- **ARTIKEL**
================================

Die Hausbesitzer fühlen sich von der Politik allein gelassen und akzeptieren die strengen Regelungen der Dichtheitsprüfung nicht. Es bestehen außerdem immer mehr Zweifel, ob angesichts anderer Grundwassereinträge die Einträge aus privaten Abwasserrohren überhaupt eine Relevanz haben und der Aufwand der landesweit vorgeschriebenen Dichtheitsprüfung in einem angemessenen Verhältnis zum Nutzen steht. Ohne Dialog mit den betroffenen Menschen wird die Dichtheitsprüfung weiteres Unverständnis gegenüber umweltpolitischen Maßnahmen generieren.

================================

- **KURZAUFGABE 1**
Beantworte die folgenden Fragen zum Artikel über die Dichtheitsprüfung jeweils kurz.
(a) Wie fühlen sich die Hausbesitzer von der Politik behandelt?
(b) Aus welchen Rohren stammen die Grundwassereinträge, deren Relevanz zunehmend angezweifelt wird?
(c) Was wird die Dichtheitsprüfung ohne Dialog mit den betroffenen Menschen erzeugen?
- **KURZAUFGABE 2**
Führe den Artikel über die Dichtheitsprüfung im Anschluss an seinen letzten Satz weiter.
Die Einträge werden hierfür nicht benötigt.

- **DATENZEILEN**
================================

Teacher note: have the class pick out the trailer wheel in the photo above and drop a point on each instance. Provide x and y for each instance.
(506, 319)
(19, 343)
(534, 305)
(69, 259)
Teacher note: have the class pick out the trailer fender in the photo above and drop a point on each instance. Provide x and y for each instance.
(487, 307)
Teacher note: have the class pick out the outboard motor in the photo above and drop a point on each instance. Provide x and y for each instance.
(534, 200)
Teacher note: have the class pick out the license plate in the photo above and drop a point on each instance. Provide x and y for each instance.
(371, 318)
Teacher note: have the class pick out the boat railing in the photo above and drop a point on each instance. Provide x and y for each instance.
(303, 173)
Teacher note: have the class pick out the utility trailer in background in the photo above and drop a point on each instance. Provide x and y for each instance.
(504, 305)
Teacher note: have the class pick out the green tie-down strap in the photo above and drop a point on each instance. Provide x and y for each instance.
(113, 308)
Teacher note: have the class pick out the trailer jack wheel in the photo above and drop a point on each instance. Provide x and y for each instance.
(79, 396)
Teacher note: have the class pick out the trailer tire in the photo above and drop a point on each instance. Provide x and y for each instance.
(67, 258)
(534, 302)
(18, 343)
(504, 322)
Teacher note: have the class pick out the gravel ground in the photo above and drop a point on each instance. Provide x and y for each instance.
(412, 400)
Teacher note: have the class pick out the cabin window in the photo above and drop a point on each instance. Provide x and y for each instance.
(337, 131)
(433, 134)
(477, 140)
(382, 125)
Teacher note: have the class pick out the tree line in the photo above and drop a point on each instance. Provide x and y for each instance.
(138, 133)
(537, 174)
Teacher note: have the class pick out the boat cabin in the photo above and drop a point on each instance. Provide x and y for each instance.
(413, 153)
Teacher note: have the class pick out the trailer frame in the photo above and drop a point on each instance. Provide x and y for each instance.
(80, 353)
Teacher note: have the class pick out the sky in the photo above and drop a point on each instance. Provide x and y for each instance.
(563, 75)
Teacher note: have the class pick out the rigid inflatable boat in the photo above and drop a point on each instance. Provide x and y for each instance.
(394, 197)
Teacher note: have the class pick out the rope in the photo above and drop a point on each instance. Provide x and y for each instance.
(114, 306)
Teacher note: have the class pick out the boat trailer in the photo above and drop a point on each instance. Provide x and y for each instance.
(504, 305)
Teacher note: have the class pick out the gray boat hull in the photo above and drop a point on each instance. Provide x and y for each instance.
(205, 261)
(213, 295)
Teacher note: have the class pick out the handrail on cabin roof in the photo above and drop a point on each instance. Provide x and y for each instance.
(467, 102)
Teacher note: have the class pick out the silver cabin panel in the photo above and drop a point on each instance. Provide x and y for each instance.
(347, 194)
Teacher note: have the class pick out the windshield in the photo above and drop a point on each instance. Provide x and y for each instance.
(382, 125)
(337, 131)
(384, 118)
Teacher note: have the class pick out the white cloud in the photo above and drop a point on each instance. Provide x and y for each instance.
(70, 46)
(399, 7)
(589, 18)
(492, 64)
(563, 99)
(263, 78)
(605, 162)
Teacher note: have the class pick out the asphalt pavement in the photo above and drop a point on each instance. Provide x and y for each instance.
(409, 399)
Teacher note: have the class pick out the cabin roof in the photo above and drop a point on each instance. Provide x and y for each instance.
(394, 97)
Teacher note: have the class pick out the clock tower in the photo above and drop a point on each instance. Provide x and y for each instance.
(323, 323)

================================

- **ÜBUNGSERGEBNIS 1**
(a) Sie fühlen sich von der Politik allein gelassen.
(b) Aus privaten Abwasserrohren.
(c) Weiteres Unverständnis gegenüber umweltpolitischen Maßnahmen.

- **ÜBUNGSERGEBNIS 2**
Am Beispiel Niedersachsens wird deutlich, dass andere Bundesländer pragmatischere Wege gehen, um europäisches Recht umzusetzen. So sind die privaten Hauseigentümer in Niedersachsen nicht durch ein Landesgesetz zur Dichtheitsprüfung von Abwasserleitungen verpflichtet. Auch in Niedersachsen muss beim Betrieb einer Abwasseranlage die allgemein anerkannten Regeln der Technik eingehalten werden. Die Umsetzung dieser Verpflichtung obliegt den Gemeinden, die als Träger der Abwasserbeseitigung verantwortlich sind und diese Aufgabe im eigenen Wirkungskreis erfüllen. Dabei regeln die Kommunen die Anforderungen an die Überlassung des Abwassers durch Satzung. Jede Gemeinde hat im Rahmen der kommunalen Satzungsautonomie die Möglichkeit, die Verpflichtung zur Dichtheitsprüfung in der kommunalen Abwassersatzung festzulegen, wenn sie zu dem Ergebnis kommt, dass dies notwendig ist, um die allgemein anerkannten Regeln der Technik zu erfüllen. Diese pragmatische Regelung sorgt vor allem in den an Niedersachsen angrenzenden Gebieten Nordrhein-Westfalens für zusätzlichen Unmut über die starre nordrhein-westfälische Regelung. Viele Kommunen in NRW ändern erst seit kurzem ihre Satzungen, so dass die Bürger von der Pflicht zur Durchführung der Dichtheitsprüfung erst jetzt erfahren.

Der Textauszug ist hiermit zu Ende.